* **Desafios**:
#1 Com base na reportagem, responda às perguntas a seguir e marque as respostas com as mesmas letras.
(a) Segundo o Datafolha, que porcentagem dos manifestantes da Paulista no domingo votou em Aécio Neves?
(b) Quantas pessoas, segundo a estimativa, participaram da passeata em Porto Alegre?
(c) Em que jornal a reportagem foi publicada?
#2 Resuma a reportagem em duas frases.

* **Texto de origem**:
18 Março 2015
Nem a caricatura de uma passeata inteira de banqueiros e golpistas nem a apaziguadora imagem televisiva do Brasil, heterogêneo, unido e de verde-amarelo contra corrupção. O retrato que as reportagens e os institutos de pesquisa, o Datafolha em São Paulo e pelo Index em Porto Alegre, revelam sobre domingo é um pouco mais complexo e nem por isso menos aterrador para a presidenta Dilma Rousseff. O que os números mostram é que há potencial de crescimento na onda anti-Governo, entre outras coisas, pelo "contágio afetivo" e potente das contundentes imagens dos últimos dias. Se juntarmos a análise do perfil de quem foi à marcha pró-Governo na sexta na avenida Paulista, o quadro piora mais. E, ao que parece, a primeira resposta de Brasília e de Dilma não tem como amainar essas insatisfações.
A reportagem é de Juan Arias, publicada pelo jornal El País, 17-03-2015.
Segundo o instituto Datafolha, 82% dos que foram à passeata de centenas de milhares na Paulista no domingo votou no candidato da oposição, Aécio Neves (PSDB). Quase metade deles (47%) disseram ter se motivado pela luta anticorrupção enquanto menos de um terço (27%) disseram defender o impeachment da presidenta. Disseram ganhar mais de dez salários mínimos 41% do entrevistados.
Em termos de renda, um panorama bastante parecido emergiu na medição do instituto Index, em Porto Alegre, que monitorou a grande passeata de estimados 100.000 na capital gaúcha _40,5% disseram receber mais que dez mínimos_ e se conhece a correlação entre o dado e eleitores de Aécio. Sobre Curitiba se pode dizer algo semelhante.
Esse contingente provavelmente já sensibilizado pela campanha opositora no ano passado, e com um núcleo antipetista consistente ao menos em São Paulo, só encontrou mais motivação e discurso com o tarifaço do começo de janeiro e o desfile de tragédias da estatal Petrobras e seu enorme escândalo de corrupção entre janeiro e fevereiro.

* **Dados extraídos**:

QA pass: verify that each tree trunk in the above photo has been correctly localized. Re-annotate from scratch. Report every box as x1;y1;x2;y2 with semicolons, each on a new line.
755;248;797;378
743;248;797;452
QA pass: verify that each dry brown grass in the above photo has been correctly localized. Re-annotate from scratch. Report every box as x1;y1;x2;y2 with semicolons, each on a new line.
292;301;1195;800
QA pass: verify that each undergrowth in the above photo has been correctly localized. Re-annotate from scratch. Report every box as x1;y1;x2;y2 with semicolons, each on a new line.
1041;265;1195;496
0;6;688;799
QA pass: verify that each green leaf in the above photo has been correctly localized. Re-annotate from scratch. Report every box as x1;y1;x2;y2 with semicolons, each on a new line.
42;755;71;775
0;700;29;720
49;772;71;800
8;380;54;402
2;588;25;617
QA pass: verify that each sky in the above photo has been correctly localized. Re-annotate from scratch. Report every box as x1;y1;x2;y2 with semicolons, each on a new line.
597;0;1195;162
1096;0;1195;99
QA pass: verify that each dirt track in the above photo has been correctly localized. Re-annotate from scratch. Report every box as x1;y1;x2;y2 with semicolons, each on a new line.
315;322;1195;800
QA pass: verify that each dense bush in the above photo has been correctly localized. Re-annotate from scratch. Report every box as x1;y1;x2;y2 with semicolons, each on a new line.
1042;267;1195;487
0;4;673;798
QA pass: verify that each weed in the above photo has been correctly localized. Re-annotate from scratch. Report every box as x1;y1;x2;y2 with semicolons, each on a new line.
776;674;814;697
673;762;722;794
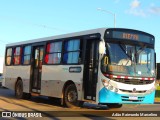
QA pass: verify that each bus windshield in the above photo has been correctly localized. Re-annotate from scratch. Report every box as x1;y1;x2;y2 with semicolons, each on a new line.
102;43;155;77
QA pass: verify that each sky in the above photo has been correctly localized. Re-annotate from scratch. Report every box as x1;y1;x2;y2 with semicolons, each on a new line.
0;0;160;71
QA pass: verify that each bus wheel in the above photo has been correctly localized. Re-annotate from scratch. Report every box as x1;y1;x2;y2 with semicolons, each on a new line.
64;84;79;108
107;103;122;108
15;80;23;99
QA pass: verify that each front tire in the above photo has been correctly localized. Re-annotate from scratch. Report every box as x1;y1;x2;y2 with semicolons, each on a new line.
15;80;24;99
64;84;79;108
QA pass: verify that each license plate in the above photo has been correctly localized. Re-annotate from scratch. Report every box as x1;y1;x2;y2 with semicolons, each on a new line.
129;96;138;100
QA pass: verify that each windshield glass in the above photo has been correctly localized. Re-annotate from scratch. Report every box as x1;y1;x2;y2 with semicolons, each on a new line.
102;43;155;77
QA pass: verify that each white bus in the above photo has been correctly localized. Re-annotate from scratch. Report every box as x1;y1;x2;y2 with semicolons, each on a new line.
3;28;155;107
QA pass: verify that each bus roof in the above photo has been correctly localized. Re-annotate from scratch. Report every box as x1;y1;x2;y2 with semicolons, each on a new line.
6;28;107;47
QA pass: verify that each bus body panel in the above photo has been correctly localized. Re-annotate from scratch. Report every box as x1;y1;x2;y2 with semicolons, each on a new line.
41;65;83;100
5;66;30;93
3;28;155;104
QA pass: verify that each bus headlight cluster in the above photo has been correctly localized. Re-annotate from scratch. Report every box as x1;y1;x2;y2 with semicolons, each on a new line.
102;79;118;92
102;79;109;87
146;87;155;94
108;85;113;90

* **Soluções por tarefa**:
#1
(a) 82%.
(b) Cerca de 100.000 pessoas.
(c) No jornal El País.

#2 Os levantamentos do Datafolha em São Paulo e do Index em Porto Alegre mostram que cerca de 40% dos manifestantes de domingo declararam ganhar mais de dez salários mínimos e que, na Paulista, 82% tinham votado em Aécio Neves e quase metade se disse motivada pela luta anticorrupção. Esse retrato é mais complexo que a imagem de uma passeata de banqueiros e golpistas ou de um Brasil unido contra a corrupção, mas é aterrador para Dilma Rousseff, pois indica potencial de crescimento da onda anti-Governo, reforçada pelo tarifaço de janeiro e pelo escândalo de corrupção da Petrobras.